:: Records for this task ::
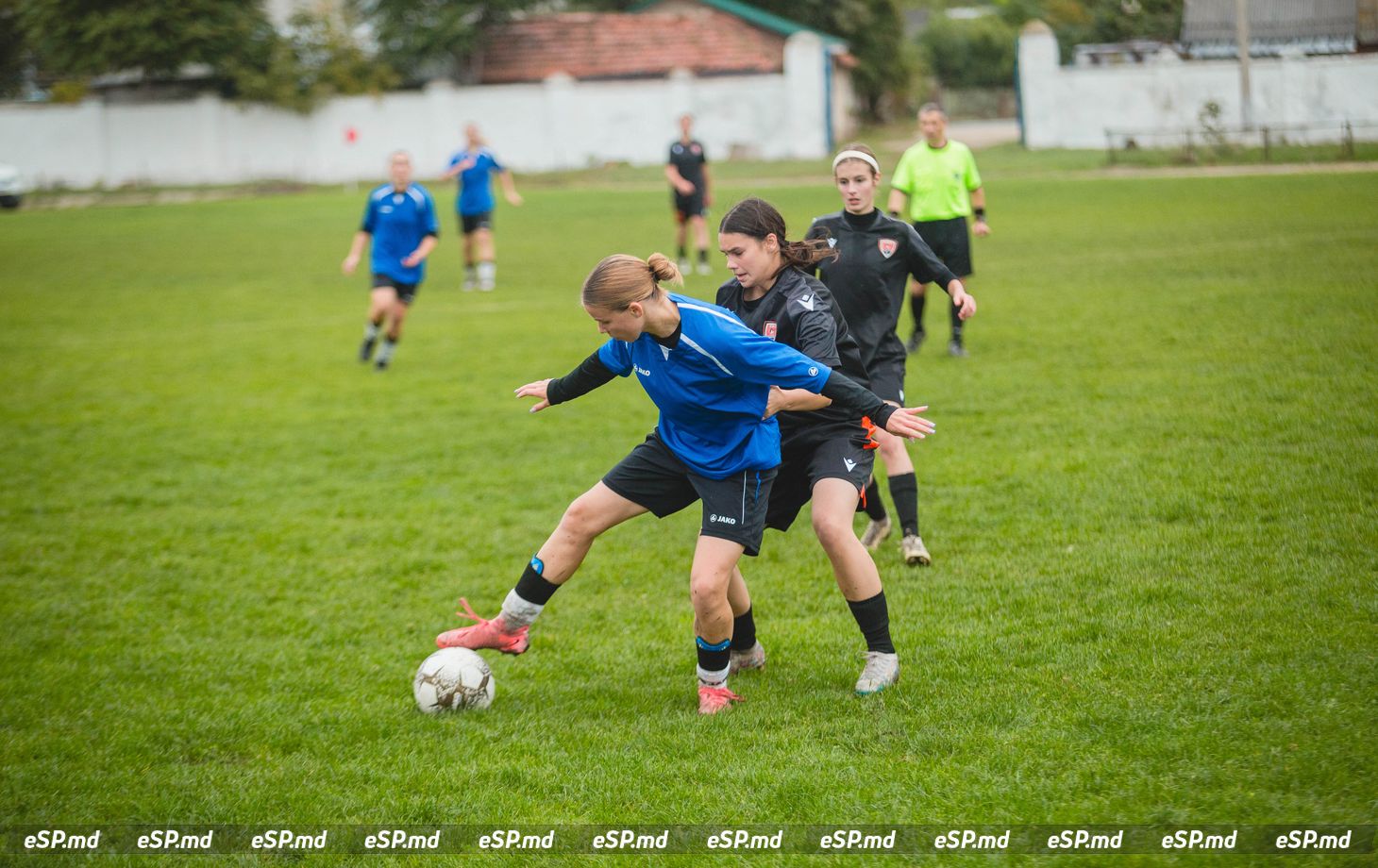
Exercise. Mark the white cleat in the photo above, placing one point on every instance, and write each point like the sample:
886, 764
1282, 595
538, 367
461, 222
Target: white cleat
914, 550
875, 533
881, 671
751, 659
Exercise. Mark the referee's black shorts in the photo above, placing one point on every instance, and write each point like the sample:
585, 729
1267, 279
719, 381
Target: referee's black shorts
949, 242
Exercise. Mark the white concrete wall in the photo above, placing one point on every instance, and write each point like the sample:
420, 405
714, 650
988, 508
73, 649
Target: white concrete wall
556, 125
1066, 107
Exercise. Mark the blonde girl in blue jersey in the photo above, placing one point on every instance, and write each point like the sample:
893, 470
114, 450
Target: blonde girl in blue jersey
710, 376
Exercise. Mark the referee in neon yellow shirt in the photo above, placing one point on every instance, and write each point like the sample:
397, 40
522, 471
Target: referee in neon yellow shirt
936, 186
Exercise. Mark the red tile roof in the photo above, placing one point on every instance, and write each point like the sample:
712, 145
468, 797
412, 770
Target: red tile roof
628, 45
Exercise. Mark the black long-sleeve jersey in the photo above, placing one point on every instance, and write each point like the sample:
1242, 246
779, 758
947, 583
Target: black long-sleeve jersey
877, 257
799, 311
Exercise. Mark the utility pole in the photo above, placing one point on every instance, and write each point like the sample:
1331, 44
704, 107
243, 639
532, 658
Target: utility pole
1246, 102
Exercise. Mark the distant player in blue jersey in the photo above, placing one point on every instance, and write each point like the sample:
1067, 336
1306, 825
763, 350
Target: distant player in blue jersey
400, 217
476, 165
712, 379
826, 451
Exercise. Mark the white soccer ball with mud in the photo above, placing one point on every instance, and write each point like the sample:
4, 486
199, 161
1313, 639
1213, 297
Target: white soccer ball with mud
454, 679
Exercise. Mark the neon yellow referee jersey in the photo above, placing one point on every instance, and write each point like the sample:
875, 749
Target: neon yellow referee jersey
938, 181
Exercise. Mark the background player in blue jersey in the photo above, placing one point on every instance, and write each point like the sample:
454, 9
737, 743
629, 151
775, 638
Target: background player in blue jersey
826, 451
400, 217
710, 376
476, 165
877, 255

:: Task brief ::
The material above is to be repeated word for word, with no images kept.

:: The completed task ::
Exercise. Mark the white cleat in the photo above, placing one point on every instance, and write each point like the sample:
886, 764
1282, 595
538, 367
461, 222
Target: white cleat
914, 550
875, 533
881, 671
751, 659
Exercise. Mark the referee's black shorts in the photo above, placing one point on every instance, and write each point like the sample:
585, 729
1267, 279
719, 381
Target: referee's black shorts
949, 242
Exercise. Mark the white concrete wall in the photo above, placing one point on every instance, and write each point like the sample:
420, 405
714, 650
988, 508
73, 649
Target: white concrete wall
556, 125
1066, 107
Exercise. Mark the blonde girl in blue jersey in the photo above, placing one point on every instance, and write each point like the sample:
893, 470
114, 450
Target: blonde girl in blue jersey
710, 376
Exercise. Mark the referee in neon yellow shirt in the photo above, placing one point on every instance, and write each point like the sample:
397, 40
522, 471
Target: referee in neon yellow shirt
936, 186
Exercise. Mark the red tile roof in the photo above, placing one point on every instance, and write each point like the sample:
712, 145
468, 797
412, 770
Target: red tile roof
628, 45
Exercise. Mark the black long-sleeve jersey in the photo above, placing one point on every instance, and write each point like the sample:
1242, 246
779, 758
947, 583
Target: black long-sleeve jersey
877, 257
799, 311
Exercise. Mark the utility pole in the photo above, placing one point on every instance, and write each point like the sample:
1331, 44
704, 107
243, 639
532, 658
Target: utility pole
1246, 102
Exercise. Mark the distant player in blue jersey in the photo above, placing one point on every instance, and write each point like the sample:
1067, 336
1306, 825
763, 350
Target: distant player in blue jersey
400, 217
476, 165
712, 379
826, 451
Exercise. Mark the white soccer ball with mud in the photo above, placing one point on every instance, and write each point like the sample:
4, 486
199, 161
1313, 639
1213, 297
Target: white soccer ball with mud
454, 679
Exercise. Mark the neon yellow referee jersey in the photo above, placing one point on every instance, and write each point like the sample:
875, 749
Target: neon yellow referee jersey
938, 181
Exercise. Mark the background player in blue jersey in the photo above, placing one point on every instance, and write each point like the sample:
454, 9
737, 743
629, 151
775, 638
Target: background player in blue jersey
826, 451
400, 217
710, 376
476, 165
877, 255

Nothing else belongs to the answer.